▶ Quoted passage:
Saturday, September 24, 2016

Conversation Piece (1974)



          Born into nobility, the Italian director Luchino Visconti had a unique perspective on the foibles of the upper class, and Visconti’s penultimate film, Conversation Piece, is in some ways a referendum on wealth. The protagonist uses his affluence to separate himself from the rest of the world, transforming his historic villa into a private museum filled with expensive artwork. The vulgar family that barges into his home and demands permission to rent an upstairs apartment is pure Eurotrash, transforming the whole world into the backdrop for their petty psychodramas. Caught between these exemplars is a handsome young hustler who has the aesthetic sophistication of the protagonist and the low morals of the vulgarians. Not every filmmaker has the curiosity or integrity to dissect his own social class and then present his findings to the world, no matter how unflattering, so it’s to Visconti’s credit that Conversation Piece paints a grim picture. Whether the movie also works as entertainment or even as a logical narrative is another matter, because much of the plot is predicated upon far-fetched behavior.
          The Professor (Burt Lancaster) contentedly occupies his Roman villa until the overbearing Marquise Bianca Brumonti (Silvana Mangano) shows up one day and demands a visit to the Professor’s spare apartment. Despite his repeated declarations that the rooms are not available for rent, she wears him down and leases the space for her daughter, Lietta (Claudia Marsani). Thereafter, Lietta begins elaborate remodeling without the Professor’s permission, leading to friction, and the Professor becomes involved in the life of Konrad Hubel (Helmut Berger), the Marquis’ lover. Eventually, Konrad uses the apartment as a crash pad following a beating, so the Professor becomes Helmut’s unlikely caretaker.
          Conversation Piece can be taken at face value as a human drama, and it can be interpreted as social or even political allegory. As with so many leftist European filmmakers who lived through World War II, Visconti often used his work to ponder the big questions of how and why society allows toxic influences to take root, and to celebrate individuals who reject isolation for involvement. Named for a type of artwork the Professor collects, Conversation Piece is perhaps most effective as exactly that—something to discuss after it’s over—since watching the picture is a bit tiresome. The movie looks beautiful, with elegant camerawork capturing meticulous sets and costumes, but much of the onscreen behavior is unpleasantly histrionic. And while Lancaster’s character is a beacon of decorum and sanity, his performance is mannered and theatrical to a fault. Like the movie around him, Lancaster suffers for an abundance of artifice, polemics, and stylization.

Pointing data for referring expressions:
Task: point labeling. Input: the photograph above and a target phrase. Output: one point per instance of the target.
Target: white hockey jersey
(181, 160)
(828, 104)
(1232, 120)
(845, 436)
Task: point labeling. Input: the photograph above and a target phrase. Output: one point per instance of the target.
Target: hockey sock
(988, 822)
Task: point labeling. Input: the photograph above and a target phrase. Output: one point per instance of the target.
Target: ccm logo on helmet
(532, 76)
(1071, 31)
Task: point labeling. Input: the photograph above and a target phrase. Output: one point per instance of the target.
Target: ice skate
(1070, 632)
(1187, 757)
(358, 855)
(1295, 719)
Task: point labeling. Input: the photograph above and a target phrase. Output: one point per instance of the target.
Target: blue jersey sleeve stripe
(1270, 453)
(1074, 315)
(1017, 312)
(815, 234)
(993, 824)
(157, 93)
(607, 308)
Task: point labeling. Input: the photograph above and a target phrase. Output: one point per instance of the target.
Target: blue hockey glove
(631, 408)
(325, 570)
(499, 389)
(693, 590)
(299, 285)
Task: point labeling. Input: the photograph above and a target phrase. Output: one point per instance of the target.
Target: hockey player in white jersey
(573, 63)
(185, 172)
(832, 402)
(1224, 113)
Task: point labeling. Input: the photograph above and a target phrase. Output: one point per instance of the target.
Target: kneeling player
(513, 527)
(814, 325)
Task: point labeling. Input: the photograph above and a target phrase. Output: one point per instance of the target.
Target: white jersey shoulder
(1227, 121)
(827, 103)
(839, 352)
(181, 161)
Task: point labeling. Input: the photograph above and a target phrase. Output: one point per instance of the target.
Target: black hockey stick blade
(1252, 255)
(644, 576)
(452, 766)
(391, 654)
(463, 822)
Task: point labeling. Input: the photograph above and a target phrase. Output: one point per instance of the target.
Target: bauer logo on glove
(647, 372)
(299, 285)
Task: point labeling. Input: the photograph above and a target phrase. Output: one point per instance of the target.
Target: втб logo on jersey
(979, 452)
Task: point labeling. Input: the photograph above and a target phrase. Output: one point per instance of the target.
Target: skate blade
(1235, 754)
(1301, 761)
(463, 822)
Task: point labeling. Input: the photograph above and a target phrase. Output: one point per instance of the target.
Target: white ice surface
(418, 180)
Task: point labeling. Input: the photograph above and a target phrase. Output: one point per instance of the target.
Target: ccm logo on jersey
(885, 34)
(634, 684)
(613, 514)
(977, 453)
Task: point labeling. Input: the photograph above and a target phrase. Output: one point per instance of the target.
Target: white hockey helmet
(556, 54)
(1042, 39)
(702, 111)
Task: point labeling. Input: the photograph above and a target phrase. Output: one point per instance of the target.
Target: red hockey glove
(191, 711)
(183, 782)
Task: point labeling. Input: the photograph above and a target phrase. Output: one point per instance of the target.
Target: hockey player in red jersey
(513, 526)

▶ Task requirements:
**A.** Name every actor the Conversation Piece review credits in parentheses after a character.
**B.** Print the stretch of the Conversation Piece review from "The Professor (Burt" through "Helmut’s unlikely caretaker.".
These entries have no connection to the review of Conversation Piece.

▶ Written answers:
**A.** Burt Lancaster, Silvana Mangano, Claudia Marsani, Helmut Berger

**B.**
The Professor (Burt Lancaster) contentedly occupies his Roman villa until the overbearing Marquise Bianca Brumonti (Silvana Mangano) shows up one day and demands a visit to the Professor’s spare apartment. Despite his repeated declarations that the rooms are not available for rent, she wears him down and leases the space for her daughter, Lietta (Claudia Marsani). Thereafter, Lietta begins elaborate remodeling without the Professor’s permission, leading to friction, and the Professor becomes involved in the life of Konrad Hubel (Helmut Berger), the Marquis’ lover. Eventually, Konrad uses the apartment as a crash pad following a beating, so the Professor becomes Helmut’s unlikely caretaker.